- _EXERCISE TASK_
Copy out every line of the items below, changing only the answer coordinates: multiply each one by 0.3 and round to the nearest whole number, with halves rounded up. Leave the picture out.
■ ■ ■
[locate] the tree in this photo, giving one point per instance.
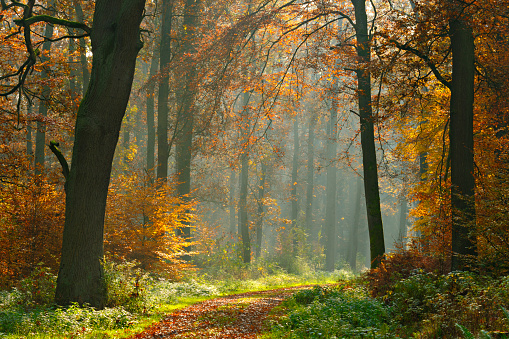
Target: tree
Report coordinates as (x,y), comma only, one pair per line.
(115,44)
(164,91)
(461,137)
(369,162)
(330,218)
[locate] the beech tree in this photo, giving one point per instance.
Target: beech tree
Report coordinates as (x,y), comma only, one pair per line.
(115,40)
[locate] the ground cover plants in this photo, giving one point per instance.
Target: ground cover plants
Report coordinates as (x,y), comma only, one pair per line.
(136,300)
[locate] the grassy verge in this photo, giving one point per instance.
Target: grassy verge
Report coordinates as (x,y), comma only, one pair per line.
(22,317)
(344,310)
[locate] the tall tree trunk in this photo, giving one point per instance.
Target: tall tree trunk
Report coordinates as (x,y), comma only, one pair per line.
(371,190)
(231,202)
(85,75)
(261,209)
(115,45)
(295,171)
(330,210)
(244,176)
(30,146)
(187,109)
(40,135)
(72,72)
(403,214)
(310,172)
(164,91)
(151,131)
(462,141)
(354,229)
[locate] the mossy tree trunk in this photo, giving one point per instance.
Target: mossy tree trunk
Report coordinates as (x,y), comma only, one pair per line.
(115,45)
(371,189)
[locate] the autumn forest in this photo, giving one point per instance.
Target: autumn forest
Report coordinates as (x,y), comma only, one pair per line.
(182,147)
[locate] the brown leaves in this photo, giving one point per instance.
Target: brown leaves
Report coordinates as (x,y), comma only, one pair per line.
(238,316)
■ ■ ■
- _EXERCISE RESPONSE_
[locate] the tree in this photo, giving one point per instance.
Target: tree
Report coordinates as (x,y), comma only, one pair per line.
(35,13)
(49,27)
(138,41)
(111,49)
(99,65)
[locate] the beech tree in this photo, giving one point per instance.
Target: beech tree
Report coordinates as (x,y), comma only, one pair per line.
(35,12)
[locate] the ground cover plants in this photo, giving one point per instance.
Target: ground cover plants
Report coordinates as (x,y), comma only, one pair per line.
(41,90)
[locate] the grassy verge in this photo, giving one point per instance.
Target: grassy verge
Report coordinates as (x,y), comma only, one pair per line.
(7,95)
(103,93)
[locate] the tall tree trunk in this photo, giving one point per instance.
Target: tall tree trunk
Report coordinates as (x,y), comma only, one pair per line.
(111,57)
(69,61)
(26,23)
(78,63)
(35,14)
(89,51)
(99,63)
(73,53)
(9,44)
(56,33)
(12,41)
(22,22)
(121,64)
(93,52)
(49,27)
(45,39)
(139,42)
(106,69)
[locate] the mossy tree trunk in this photo, giving one point per instance.
Target: mossy tree trunk
Report coordinates as (x,y), comma only, one pair per line.
(35,14)
(111,57)
[locate] the autumn forest in this photo, giving one point per instance.
Target: autumn forest
Report coordinates as (x,y), comma only, one pair per line.
(55,44)
[locate] the brown leaves in this photo, giving one point per instance.
Target: brown leaves
Report coordinates as (x,y), comma only, one pair per line.
(71,95)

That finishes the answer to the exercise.